_Text to read_.
════

Dettaglio


  • Titolo:
    FROM THE GRAND TOUR TO ORIENT-EXPRESS: CURIOSITY, EXPLORATION, SOCIABILITY
  • Paese:
    France
  • Scadenza:
    30-09-2023 - Ore 23:59
  • Descrizione:

    Colloquium 25-26 mars 2024

    INALCO, Paris, France 

    Organizers

    Madalina Vârtejanu-Joubert (PLIDAM/Inalco), Alexandra Kolakovic (Institut d’Etudes Politiques, Belgrade), Nicolas Pitsos (CREE/Inalco, BULAC)

    Scientific Comittee:

    Gilles Bertrand (Université Grenoble Alpes), Simona Corlan-Ioan (Université de Bucarest), Blanche El-Gammal (Université Paris Nanterre), Didier Francfort (Université de Lorraine), Cristina Ion (Bibliothèque Nationale de France), Sarga Moussa (CNRS, UMR THALIM), Frosa Pejoska-Bouchereau (INALCO), Sylvain Venayre (Université Grenoble Alpes)

    For Silvestre de Sacy, knowledge of distant countries and peoples can only be gained after "long and arduous preparation", and mainly through "language and travel". Yet "distant" is a relative notion, like that of the Orient, to which this symposium is dedicated. How journeys create the "Orient" is the question we're asking here.

════

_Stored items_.
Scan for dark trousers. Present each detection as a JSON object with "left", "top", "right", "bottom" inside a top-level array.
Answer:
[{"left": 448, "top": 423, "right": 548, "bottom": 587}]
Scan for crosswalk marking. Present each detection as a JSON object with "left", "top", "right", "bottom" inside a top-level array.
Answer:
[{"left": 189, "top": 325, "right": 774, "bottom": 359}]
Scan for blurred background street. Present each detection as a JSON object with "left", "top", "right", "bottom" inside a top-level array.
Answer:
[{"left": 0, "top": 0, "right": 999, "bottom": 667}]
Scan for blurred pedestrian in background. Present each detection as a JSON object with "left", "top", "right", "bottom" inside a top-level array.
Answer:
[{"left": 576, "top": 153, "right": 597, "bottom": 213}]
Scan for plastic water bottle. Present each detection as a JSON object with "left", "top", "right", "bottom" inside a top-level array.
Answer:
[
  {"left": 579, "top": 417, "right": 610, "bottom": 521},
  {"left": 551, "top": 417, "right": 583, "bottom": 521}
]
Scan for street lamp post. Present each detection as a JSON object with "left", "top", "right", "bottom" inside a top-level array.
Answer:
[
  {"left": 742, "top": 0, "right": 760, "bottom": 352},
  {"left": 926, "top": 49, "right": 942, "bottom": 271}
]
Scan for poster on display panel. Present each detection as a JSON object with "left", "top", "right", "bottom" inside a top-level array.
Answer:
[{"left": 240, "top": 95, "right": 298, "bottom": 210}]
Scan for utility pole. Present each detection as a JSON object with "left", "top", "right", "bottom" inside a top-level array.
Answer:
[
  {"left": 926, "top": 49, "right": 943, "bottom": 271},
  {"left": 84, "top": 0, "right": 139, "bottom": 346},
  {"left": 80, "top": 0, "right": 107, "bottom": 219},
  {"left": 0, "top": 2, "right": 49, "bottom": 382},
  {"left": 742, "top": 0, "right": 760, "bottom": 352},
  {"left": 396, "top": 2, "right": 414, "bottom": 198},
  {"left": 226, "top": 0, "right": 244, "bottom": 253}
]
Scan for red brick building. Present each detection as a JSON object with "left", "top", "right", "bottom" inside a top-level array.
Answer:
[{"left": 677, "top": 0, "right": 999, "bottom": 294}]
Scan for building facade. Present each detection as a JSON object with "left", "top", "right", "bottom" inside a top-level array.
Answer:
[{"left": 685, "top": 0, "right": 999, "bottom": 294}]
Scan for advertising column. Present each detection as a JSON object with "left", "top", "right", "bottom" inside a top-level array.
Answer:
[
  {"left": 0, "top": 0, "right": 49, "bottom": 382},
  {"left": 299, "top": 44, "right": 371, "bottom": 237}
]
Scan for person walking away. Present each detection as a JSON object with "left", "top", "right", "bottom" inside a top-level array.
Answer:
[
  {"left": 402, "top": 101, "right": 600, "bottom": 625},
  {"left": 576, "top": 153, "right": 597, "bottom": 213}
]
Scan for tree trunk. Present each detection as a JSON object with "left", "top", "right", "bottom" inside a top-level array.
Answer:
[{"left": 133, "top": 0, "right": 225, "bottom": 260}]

════

_Work to do_.
According to the colloquium announcement, where will the colloquium take place?

_The completed task_.
INALCO, Paris, France